Task prompt
Lines of the records that hold the word "lighting" are to be counted; give the number and nothing more.
##########
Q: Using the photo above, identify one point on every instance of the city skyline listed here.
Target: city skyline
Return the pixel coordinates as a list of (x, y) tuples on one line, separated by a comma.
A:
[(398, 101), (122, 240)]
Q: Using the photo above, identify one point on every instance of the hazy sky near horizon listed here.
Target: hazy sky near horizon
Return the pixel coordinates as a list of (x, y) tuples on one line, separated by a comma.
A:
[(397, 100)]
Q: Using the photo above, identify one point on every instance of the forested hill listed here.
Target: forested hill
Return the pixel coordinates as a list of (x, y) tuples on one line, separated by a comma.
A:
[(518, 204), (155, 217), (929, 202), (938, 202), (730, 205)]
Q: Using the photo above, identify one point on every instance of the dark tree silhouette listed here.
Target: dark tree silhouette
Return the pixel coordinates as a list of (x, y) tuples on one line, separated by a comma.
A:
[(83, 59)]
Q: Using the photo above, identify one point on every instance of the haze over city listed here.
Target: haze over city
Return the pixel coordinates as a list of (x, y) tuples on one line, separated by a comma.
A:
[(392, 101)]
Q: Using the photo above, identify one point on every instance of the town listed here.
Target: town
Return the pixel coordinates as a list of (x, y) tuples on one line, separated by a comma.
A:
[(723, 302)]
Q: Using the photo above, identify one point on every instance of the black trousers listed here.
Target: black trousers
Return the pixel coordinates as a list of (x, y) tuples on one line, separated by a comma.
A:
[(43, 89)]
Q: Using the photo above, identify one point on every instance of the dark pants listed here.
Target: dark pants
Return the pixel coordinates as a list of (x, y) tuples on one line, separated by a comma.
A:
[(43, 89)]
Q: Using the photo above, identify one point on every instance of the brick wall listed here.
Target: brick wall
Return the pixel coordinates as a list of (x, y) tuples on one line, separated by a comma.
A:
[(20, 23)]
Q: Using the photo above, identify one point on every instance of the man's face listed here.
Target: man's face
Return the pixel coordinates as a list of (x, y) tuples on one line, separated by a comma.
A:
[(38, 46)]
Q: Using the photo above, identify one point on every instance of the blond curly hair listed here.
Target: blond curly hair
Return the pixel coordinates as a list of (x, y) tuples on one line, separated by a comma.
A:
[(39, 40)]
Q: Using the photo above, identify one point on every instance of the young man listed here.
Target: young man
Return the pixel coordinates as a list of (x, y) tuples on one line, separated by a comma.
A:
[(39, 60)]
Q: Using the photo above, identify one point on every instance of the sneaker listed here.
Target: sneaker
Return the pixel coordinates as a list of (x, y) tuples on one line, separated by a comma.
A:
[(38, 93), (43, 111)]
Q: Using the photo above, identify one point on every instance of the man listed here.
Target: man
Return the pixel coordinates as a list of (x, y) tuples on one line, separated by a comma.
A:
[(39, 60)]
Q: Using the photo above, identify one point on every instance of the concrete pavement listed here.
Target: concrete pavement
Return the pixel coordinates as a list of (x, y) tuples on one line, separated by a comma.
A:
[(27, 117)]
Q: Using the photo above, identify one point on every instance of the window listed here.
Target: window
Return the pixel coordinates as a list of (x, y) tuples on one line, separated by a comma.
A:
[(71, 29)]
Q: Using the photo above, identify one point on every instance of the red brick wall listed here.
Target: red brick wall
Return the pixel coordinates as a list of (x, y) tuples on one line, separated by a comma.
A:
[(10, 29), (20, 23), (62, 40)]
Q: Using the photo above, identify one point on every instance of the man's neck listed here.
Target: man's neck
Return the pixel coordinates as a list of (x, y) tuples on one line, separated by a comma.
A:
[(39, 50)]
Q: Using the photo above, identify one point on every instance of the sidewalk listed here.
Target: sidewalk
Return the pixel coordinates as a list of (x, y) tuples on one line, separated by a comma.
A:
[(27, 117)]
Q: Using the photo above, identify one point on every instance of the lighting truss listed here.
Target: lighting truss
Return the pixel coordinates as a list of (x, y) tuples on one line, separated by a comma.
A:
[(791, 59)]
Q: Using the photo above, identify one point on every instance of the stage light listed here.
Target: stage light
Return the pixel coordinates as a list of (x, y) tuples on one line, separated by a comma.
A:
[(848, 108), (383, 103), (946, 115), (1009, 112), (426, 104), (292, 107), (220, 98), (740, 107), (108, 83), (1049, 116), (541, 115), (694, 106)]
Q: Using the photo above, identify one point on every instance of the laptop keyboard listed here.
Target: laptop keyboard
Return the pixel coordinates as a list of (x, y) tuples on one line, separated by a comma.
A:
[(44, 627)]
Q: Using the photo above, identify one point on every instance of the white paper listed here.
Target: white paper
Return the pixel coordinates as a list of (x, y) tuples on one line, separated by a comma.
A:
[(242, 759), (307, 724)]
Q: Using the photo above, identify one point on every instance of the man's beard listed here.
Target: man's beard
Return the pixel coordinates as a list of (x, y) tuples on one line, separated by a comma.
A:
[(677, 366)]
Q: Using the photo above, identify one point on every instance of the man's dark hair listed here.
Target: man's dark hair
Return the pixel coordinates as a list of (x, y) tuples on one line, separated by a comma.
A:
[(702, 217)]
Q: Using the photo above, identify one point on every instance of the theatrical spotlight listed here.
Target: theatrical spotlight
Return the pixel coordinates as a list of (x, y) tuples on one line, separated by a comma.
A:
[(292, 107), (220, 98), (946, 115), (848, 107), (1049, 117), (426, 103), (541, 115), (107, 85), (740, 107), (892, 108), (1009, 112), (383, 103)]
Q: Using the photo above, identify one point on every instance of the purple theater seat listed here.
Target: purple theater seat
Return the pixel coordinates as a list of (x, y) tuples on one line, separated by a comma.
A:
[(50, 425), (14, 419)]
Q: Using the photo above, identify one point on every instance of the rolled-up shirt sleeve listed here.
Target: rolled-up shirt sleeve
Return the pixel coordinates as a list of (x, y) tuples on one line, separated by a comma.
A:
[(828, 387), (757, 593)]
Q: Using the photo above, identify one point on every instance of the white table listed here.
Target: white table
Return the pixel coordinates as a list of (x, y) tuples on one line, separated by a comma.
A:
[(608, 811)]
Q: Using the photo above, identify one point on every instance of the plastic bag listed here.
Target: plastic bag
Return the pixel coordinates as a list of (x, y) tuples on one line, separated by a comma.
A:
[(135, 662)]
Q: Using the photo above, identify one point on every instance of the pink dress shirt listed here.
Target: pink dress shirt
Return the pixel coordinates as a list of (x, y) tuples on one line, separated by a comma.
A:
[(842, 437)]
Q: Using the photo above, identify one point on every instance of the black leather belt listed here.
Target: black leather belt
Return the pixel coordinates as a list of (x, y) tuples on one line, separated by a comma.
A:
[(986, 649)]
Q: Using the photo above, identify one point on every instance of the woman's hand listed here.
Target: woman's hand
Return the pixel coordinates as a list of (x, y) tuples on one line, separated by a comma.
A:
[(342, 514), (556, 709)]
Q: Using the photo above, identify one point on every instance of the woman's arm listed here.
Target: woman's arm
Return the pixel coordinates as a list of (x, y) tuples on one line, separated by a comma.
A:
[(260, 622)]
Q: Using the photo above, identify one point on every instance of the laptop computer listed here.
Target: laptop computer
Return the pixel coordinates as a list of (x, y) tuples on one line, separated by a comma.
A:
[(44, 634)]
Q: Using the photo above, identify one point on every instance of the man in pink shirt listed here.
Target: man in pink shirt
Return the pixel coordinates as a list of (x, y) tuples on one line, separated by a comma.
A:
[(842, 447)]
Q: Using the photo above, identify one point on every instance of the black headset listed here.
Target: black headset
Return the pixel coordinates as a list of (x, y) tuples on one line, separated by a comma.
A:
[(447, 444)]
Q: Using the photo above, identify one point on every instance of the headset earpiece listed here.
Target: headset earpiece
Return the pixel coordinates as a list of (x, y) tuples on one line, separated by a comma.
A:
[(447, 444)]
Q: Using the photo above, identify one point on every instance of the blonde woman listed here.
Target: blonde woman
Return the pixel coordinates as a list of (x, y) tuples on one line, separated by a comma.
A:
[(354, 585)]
##########
Answer
2